_Assigned task 1_: In the article on Omicron and winegrowers, what have rain and humidity brought into the North Canterbury vineyards?
_Assigned task 2_: Return the text of the article on Omicron and winegrowers between "From teams that" and "with critical tasks.", inclusive, copied word for word.

─── Exercise passage ───

Omicron adds to winegrowers' anxieties as they battle weather, staff shortages

Hot, dry weather and many helping hands are two key ingredients for a good wine harvest - but some winegrowers are still patiently waiting for both.

Omicron has added another layer of anxiety to this year's vintage as winegrowers get by without international experts and try to retain enough staff to get through.

The most crucial time of the winegrowing year has coincided with the country's peak of COVID-19 and isolation.

"We're going to finish our harvest here tomorrow so it looks like we've dodged a bullet, and it looks like we're going to make it," Kumeu River Wines vineyard director Milan Brajkovich says.

Despite a few staff needing to isolate, Kumeu River Wines managed to find just enough hands.

"[We're] tired but happy," Brajkovich says.

But as the wave of infections is expected to move south, winegrowers in North Canterbury are holding their breath. Rain and humidity have already left their mark, bringing in powdery mildew, and pushing out Black Estate's harvest right in time for the peak of Omicron to arrive. 

"Yield will be slightly lower, but we won't know until we see how the next few weeks play out," says Black Estate winemaker Nicholas Brown.

"Fingers crossed we can get to the last few weeks for harvest and bring in some really beautiful fruit."

Bubbles and social distancing only go so far when protecting our fifth biggest goods export.

"We've got people having to isolate if they test positive, so that means a reduction in team members," Brown says.

From teams that are already missing important international workers.

"The biggest issue we've had is getting people to harvest," Brajkovich says.

Normally experienced vintage workers from the Northern Hemisphere come to New Zealand to help with critical tasks.

"It means we've got a less experienced workforce that effectively has got the threat of COVID, Omicron hanging over top, so there's a lot of nervous winemakers out there," NZ Wine CEO Philip Gregan says.

Winemakers are hopeful there's a lot of really nice fruit on their vines. That'll be something to calm the nerves.

─── Given records ───

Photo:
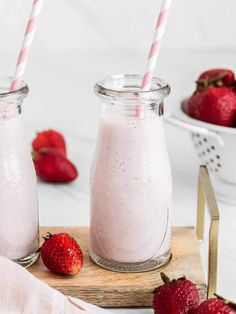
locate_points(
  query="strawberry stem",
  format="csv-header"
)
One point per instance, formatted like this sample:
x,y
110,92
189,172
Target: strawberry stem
x,y
165,278
230,303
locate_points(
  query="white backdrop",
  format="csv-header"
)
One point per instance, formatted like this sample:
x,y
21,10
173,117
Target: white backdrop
x,y
81,41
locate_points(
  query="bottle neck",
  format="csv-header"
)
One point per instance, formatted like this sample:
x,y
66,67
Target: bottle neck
x,y
136,111
11,101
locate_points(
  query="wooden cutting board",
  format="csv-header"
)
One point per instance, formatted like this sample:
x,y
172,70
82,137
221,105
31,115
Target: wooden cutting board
x,y
110,289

───

_Exercise result 1_: Powdery mildew.

_Exercise result 2_:
From teams that are already missing important international workers.

"The biggest issue we've had is getting people to harvest," Brajkovich says.

Normally experienced vintage workers from the Northern Hemisphere come to New Zealand to help with critical tasks.